== Activity ==
Repeat exactly the line that includes "work: provide the mask of every instance of the white" and all lines after it, ending with the last line of the listing below.
┌──
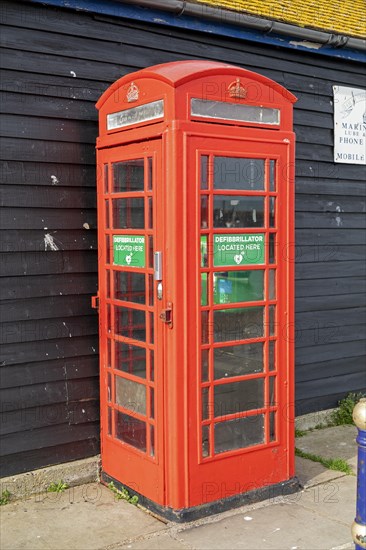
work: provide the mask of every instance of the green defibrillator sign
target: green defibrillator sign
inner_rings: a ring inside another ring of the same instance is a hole
[[[113,264],[126,267],[145,267],[145,237],[113,235]]]
[[[216,234],[213,236],[216,267],[264,264],[264,234]]]

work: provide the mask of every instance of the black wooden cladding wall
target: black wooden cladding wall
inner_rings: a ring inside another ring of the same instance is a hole
[[[95,102],[156,63],[229,62],[298,96],[298,414],[365,388],[365,174],[333,164],[331,103],[360,64],[20,2],[2,20],[2,475],[98,452]]]

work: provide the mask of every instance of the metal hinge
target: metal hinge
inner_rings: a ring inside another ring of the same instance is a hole
[[[173,327],[173,304],[171,302],[168,302],[167,307],[161,311],[160,319],[163,323],[166,323],[169,328]]]
[[[91,297],[91,307],[93,309],[99,309],[99,295]]]

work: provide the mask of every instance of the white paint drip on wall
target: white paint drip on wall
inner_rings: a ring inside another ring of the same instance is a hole
[[[52,174],[52,176],[51,176],[51,185],[57,185],[58,183],[59,183],[59,180],[58,180],[57,176]]]
[[[47,252],[47,250],[52,250],[53,252],[56,252],[58,250],[57,244],[54,242],[52,235],[49,233],[46,233],[44,236],[44,249]]]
└──
== Response to the exercise ==
work: provide the mask of every instance of the white paint drip on wall
target: white paint drip on wall
inner_rings: a ring inside another ring of the same instance is a hole
[[[52,174],[52,176],[51,176],[51,185],[57,185],[58,183],[59,183],[59,180],[58,180],[57,176]]]
[[[47,252],[47,250],[52,250],[53,252],[56,252],[58,250],[57,244],[54,242],[52,235],[49,233],[46,233],[44,236],[44,249]]]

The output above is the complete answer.